Showing posts with label The Goose Girl. Show all posts
Showing posts with label The Goose Girl. Show all posts

Wednesday, January 9, 2013

A Time to Weep


 
Last year I made my first illustration of The Goose Girl (click here).  I return again to the theme while prepping my portfolio for the SCBWI conference.  For those unfamiliar with the story, The Goose Girl is the dark and sorrowful Grimm fairytale about a princess who, on her way to be wed, is cast down from her position by her handmaiden and must live as the girl who tends the geese.  In order to ensure silence, the handmaid-turned-princess kills the princess' horse, Falada, severing its head and hanging it at the town gate.  But the horse had been enchanted; in life it could speak, and in death it continued to talk to the lowly goose girl as she exited town with her flock.

'Early in the morning, when she and Conrad drove out their flock beneath this gateway, she said in passing,   "Alas, Falada, hanging there!"   Then the head answered,   "Alas, young Queen, how ill you fare! If this your tender mother knew, Her heart would surely break in two."'

The end of 2012 and the start of 2013 has not been gentle. It's been a true time of sorrow in our family, with tragedy and another threat of loss looming on the horizon.  It's been a time for tears.  This made this artwork particularly difficult to draw, as it did nothing to lighten the mood of the house.  Even so, I think my sadness helped me to understand the pain of the Goose Girl as she caresses Falada as he hangs there on the town gate.

● Task description:
In the Goose Girl blog post, where does the handmaid hang Falada's head? Rely only on the Goose Girl blog post.

● Excerpted records:
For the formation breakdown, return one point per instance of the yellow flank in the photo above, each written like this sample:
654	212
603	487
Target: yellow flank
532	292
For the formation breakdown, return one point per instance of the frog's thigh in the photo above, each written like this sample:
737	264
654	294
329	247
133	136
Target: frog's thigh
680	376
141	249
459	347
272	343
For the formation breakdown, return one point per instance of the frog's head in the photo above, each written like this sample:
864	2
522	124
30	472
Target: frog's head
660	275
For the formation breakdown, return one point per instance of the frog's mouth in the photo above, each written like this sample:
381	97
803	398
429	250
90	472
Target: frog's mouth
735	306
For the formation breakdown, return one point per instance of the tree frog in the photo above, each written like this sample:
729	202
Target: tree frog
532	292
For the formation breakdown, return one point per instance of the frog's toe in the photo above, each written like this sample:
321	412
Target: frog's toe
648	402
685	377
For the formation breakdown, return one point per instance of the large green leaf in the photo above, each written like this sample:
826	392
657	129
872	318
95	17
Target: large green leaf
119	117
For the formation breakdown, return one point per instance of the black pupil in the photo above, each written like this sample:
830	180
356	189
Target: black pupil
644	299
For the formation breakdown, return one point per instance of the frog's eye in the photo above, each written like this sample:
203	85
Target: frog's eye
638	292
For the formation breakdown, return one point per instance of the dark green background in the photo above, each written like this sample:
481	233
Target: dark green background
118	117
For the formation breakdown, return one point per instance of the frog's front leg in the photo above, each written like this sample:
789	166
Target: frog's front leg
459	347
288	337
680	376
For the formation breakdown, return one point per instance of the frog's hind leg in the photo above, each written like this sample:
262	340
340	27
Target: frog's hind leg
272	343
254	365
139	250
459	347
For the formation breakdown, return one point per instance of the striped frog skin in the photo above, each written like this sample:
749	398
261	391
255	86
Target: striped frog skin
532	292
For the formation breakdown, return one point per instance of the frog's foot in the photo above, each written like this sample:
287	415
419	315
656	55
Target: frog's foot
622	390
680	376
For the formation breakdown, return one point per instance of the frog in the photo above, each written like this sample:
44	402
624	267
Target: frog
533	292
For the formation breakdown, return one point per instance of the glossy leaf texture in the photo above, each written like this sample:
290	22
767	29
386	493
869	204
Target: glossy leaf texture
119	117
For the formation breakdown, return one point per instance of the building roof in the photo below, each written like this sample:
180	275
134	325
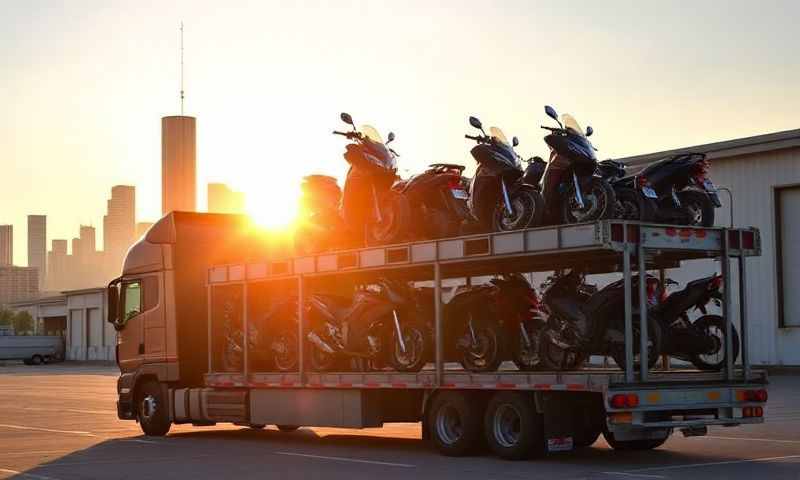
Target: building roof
727	148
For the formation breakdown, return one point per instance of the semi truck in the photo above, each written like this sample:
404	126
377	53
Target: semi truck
198	287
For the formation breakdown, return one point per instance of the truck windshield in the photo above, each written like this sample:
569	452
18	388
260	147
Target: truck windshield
132	296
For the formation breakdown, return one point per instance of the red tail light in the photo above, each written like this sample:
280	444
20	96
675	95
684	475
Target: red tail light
454	183
625	400
701	170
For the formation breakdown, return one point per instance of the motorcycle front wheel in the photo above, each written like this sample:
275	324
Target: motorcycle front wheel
698	208
554	357
414	357
394	223
598	202
485	355
715	359
527	210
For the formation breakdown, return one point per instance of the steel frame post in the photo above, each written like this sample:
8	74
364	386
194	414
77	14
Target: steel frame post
438	330
300	329
209	290
743	313
726	304
245	333
643	334
626	275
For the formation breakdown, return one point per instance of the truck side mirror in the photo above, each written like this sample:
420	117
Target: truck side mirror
113	302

● Problem solution:
At the town gate.